● EXERCISE DESCRIPTION: Where the listing below reaches the line containing "target | wing strut", start writing out lines exactly, and stop once the line containing "target | wing flap" has been written.

··· RECORDS FOR THIS EXERCISE ···

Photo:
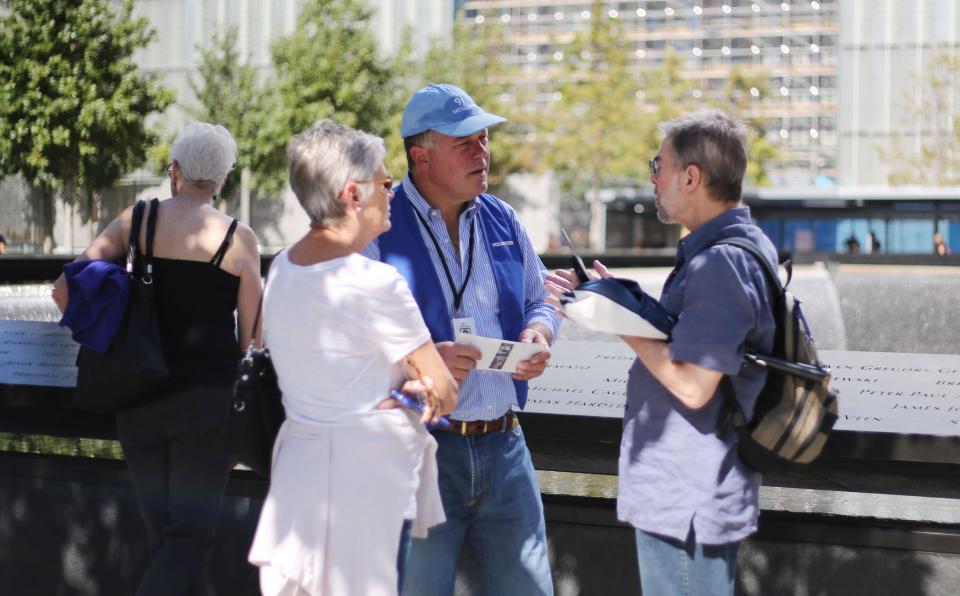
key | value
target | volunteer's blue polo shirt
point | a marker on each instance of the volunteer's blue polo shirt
(675, 473)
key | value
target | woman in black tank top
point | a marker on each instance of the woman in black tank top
(206, 280)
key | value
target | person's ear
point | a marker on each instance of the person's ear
(692, 177)
(420, 155)
(350, 195)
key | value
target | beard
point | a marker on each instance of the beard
(661, 212)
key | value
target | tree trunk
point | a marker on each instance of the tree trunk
(598, 216)
(42, 215)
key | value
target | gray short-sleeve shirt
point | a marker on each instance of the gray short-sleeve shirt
(675, 473)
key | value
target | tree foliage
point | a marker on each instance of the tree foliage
(73, 105)
(472, 59)
(741, 93)
(596, 123)
(929, 107)
(228, 93)
(327, 68)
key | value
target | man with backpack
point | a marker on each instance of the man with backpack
(682, 484)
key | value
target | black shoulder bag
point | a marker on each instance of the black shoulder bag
(257, 410)
(133, 369)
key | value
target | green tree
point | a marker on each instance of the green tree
(73, 106)
(666, 94)
(597, 121)
(327, 68)
(928, 104)
(228, 93)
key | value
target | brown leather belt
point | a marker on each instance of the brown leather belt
(482, 427)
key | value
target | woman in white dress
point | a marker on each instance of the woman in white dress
(349, 465)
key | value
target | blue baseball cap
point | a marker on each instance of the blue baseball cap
(446, 109)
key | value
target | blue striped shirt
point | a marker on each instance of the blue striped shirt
(484, 395)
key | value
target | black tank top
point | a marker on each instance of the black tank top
(195, 303)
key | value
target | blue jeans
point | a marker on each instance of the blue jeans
(494, 513)
(671, 568)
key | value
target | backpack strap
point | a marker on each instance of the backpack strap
(769, 272)
(133, 243)
(222, 251)
(731, 414)
(147, 272)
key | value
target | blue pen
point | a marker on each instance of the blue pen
(417, 406)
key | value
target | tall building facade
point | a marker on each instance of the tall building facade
(886, 50)
(792, 43)
(184, 26)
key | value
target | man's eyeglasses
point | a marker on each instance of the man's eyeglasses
(386, 183)
(654, 166)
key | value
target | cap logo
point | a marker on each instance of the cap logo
(460, 105)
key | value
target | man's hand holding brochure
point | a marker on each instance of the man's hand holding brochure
(609, 304)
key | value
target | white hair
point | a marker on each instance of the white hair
(322, 159)
(205, 154)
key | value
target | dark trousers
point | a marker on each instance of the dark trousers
(174, 451)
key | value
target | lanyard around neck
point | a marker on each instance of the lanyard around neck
(457, 294)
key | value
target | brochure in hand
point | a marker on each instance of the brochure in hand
(618, 306)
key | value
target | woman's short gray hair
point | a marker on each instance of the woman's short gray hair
(322, 159)
(205, 154)
(714, 142)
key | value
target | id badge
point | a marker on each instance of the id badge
(464, 325)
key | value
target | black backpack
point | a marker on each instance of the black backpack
(796, 409)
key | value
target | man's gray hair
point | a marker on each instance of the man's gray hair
(427, 138)
(205, 154)
(322, 159)
(714, 142)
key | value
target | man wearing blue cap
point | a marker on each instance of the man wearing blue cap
(471, 266)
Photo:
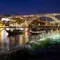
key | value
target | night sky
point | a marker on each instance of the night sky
(29, 6)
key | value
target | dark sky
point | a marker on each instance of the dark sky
(29, 6)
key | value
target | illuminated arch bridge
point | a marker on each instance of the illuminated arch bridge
(50, 22)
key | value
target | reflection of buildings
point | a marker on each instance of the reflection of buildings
(29, 25)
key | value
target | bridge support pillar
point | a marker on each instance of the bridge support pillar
(26, 35)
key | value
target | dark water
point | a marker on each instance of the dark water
(51, 53)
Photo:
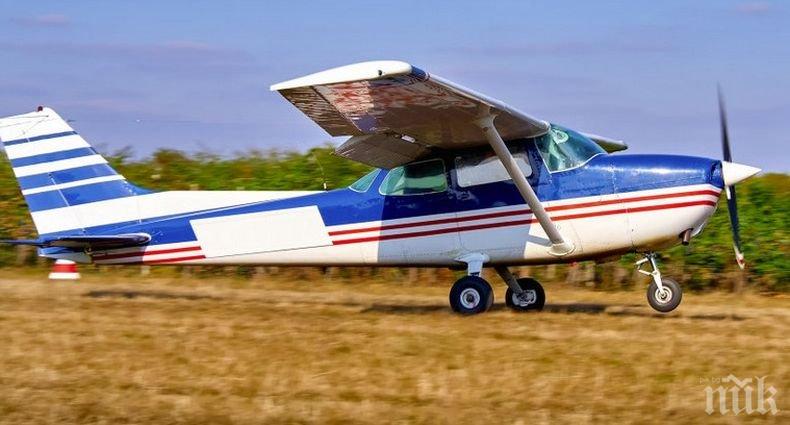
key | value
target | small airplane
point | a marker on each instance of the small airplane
(462, 180)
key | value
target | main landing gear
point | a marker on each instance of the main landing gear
(663, 294)
(471, 294)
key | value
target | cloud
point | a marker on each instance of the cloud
(753, 8)
(42, 21)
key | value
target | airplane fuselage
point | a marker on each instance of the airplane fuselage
(609, 206)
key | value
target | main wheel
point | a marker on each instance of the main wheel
(531, 299)
(471, 295)
(666, 300)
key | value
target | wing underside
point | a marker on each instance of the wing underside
(396, 112)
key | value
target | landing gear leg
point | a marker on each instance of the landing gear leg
(471, 294)
(663, 294)
(524, 294)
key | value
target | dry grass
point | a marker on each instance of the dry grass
(281, 352)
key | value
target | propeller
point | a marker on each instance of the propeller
(732, 204)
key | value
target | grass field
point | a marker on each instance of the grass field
(271, 351)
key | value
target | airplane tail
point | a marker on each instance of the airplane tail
(59, 173)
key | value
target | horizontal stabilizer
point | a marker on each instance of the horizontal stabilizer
(86, 242)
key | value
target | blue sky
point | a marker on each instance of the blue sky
(194, 75)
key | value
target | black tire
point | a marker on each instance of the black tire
(471, 295)
(526, 284)
(666, 302)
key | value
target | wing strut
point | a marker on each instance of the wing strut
(559, 246)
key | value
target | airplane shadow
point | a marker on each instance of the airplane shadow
(128, 294)
(626, 310)
(635, 310)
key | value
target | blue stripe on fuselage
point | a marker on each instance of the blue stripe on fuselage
(53, 156)
(66, 176)
(37, 138)
(78, 195)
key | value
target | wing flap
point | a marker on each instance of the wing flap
(86, 242)
(381, 150)
(389, 97)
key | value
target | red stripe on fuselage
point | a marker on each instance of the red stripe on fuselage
(174, 260)
(522, 212)
(521, 222)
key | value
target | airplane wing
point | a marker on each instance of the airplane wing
(401, 105)
(396, 112)
(85, 242)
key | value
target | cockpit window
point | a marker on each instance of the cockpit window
(363, 184)
(563, 149)
(418, 178)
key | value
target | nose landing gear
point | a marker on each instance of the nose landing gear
(663, 294)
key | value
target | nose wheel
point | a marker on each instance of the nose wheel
(531, 298)
(666, 298)
(663, 294)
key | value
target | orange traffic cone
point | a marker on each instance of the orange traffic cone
(64, 270)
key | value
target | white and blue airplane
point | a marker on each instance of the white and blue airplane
(462, 180)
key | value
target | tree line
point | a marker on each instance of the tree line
(707, 263)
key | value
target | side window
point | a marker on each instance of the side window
(562, 149)
(415, 179)
(485, 167)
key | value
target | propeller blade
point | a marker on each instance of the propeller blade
(732, 203)
(725, 135)
(732, 208)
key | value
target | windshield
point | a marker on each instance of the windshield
(363, 184)
(563, 149)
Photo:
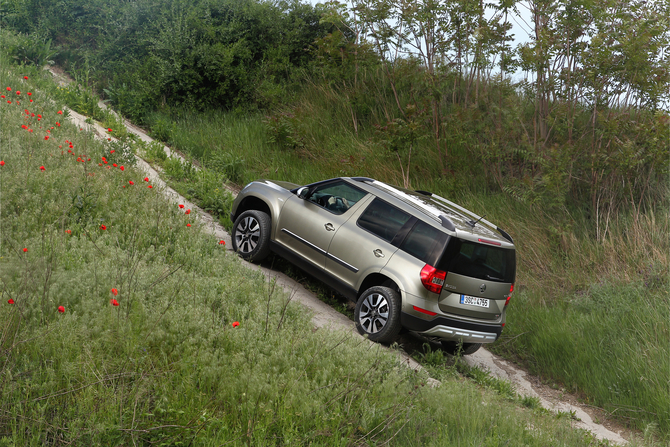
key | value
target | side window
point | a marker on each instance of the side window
(336, 197)
(382, 219)
(424, 242)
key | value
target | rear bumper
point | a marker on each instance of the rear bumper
(451, 329)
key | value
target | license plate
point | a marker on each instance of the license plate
(474, 301)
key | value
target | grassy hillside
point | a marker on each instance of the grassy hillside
(591, 307)
(124, 324)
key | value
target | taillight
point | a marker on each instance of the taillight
(511, 289)
(432, 278)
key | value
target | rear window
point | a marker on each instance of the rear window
(480, 261)
(424, 242)
(383, 219)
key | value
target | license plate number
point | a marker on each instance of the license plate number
(474, 301)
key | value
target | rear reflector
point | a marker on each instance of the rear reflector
(427, 312)
(432, 278)
(486, 241)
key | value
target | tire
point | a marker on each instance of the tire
(456, 348)
(251, 235)
(377, 314)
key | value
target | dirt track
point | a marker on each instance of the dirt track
(325, 316)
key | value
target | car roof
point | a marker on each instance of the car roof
(442, 213)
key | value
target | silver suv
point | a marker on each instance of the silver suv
(409, 259)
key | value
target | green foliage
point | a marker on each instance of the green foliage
(30, 50)
(615, 345)
(81, 100)
(284, 130)
(177, 168)
(167, 366)
(228, 164)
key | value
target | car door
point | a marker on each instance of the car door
(365, 243)
(307, 224)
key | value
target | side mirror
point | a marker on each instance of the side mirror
(302, 192)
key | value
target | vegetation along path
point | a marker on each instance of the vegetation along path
(325, 316)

···

● SOLUTION FOR THIS PROBLEM:
target | wing strut
point | a marker on each instance of the wing strut
(559, 246)
key | value
target | airplane shadow
point | a marker on each instance of the airplane shadow
(128, 294)
(626, 310)
(635, 310)
key | value
target | blue stripe on fuselage
point | a marker on each instance of the blue stripe on fuselage
(53, 156)
(66, 176)
(37, 138)
(78, 195)
key | value
target | wing flap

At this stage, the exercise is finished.